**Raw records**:

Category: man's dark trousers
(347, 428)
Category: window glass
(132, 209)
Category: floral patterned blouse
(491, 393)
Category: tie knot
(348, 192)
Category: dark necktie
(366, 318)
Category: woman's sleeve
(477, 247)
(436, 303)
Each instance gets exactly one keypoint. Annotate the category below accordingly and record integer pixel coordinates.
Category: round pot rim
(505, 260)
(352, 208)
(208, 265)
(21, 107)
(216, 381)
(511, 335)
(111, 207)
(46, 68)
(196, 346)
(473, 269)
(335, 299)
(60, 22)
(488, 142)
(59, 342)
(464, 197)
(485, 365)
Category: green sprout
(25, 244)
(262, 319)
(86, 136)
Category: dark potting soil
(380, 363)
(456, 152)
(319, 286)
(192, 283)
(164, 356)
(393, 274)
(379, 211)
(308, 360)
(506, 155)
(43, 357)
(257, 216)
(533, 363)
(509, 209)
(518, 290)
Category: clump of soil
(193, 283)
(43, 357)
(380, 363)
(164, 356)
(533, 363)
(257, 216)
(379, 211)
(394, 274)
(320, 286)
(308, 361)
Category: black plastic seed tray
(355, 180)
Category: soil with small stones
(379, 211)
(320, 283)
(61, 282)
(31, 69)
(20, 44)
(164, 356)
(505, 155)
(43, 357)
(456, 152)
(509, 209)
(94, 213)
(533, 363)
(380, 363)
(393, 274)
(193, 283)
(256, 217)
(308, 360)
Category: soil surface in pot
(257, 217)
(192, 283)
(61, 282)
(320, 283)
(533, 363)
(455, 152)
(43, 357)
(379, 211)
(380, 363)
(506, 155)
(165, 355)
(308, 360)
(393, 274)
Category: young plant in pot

**What you should do**:
Copy out all of the records above, line for line, without changing anything.

**Written response**:
Category: man's dark trousers
(347, 428)
Category: window glass
(132, 209)
Category: floral patterned blouse
(491, 393)
Category: tie knot
(348, 192)
Category: dark necktie
(366, 318)
Category: woman's sleeve
(477, 247)
(436, 303)
Each instance gets exactly one keypoint. Annotate the category below accordingly and record integer pixel coordinates.
Category: round pot rim
(505, 260)
(352, 208)
(208, 265)
(21, 107)
(216, 381)
(511, 335)
(111, 207)
(46, 68)
(196, 346)
(473, 269)
(335, 299)
(60, 22)
(488, 142)
(59, 342)
(464, 197)
(485, 365)
Category: green sprout
(25, 244)
(262, 319)
(86, 136)
Category: dark potting soil
(380, 363)
(456, 152)
(319, 286)
(192, 283)
(164, 356)
(393, 274)
(379, 211)
(308, 360)
(506, 155)
(43, 357)
(257, 216)
(533, 363)
(509, 209)
(518, 290)
Category: clump of soil
(193, 283)
(43, 357)
(380, 363)
(164, 356)
(533, 363)
(257, 216)
(379, 211)
(394, 274)
(320, 286)
(308, 361)
Category: black plastic seed tray
(355, 180)
Category: soil with small stones
(379, 211)
(320, 283)
(61, 282)
(31, 69)
(20, 44)
(164, 356)
(505, 155)
(43, 357)
(456, 152)
(509, 209)
(94, 213)
(533, 363)
(380, 363)
(393, 274)
(193, 283)
(256, 217)
(308, 360)
Category: soil surface in pot
(257, 217)
(192, 283)
(61, 282)
(320, 283)
(533, 363)
(455, 152)
(43, 357)
(379, 211)
(380, 363)
(506, 155)
(165, 355)
(308, 360)
(393, 274)
Category: young plant in pot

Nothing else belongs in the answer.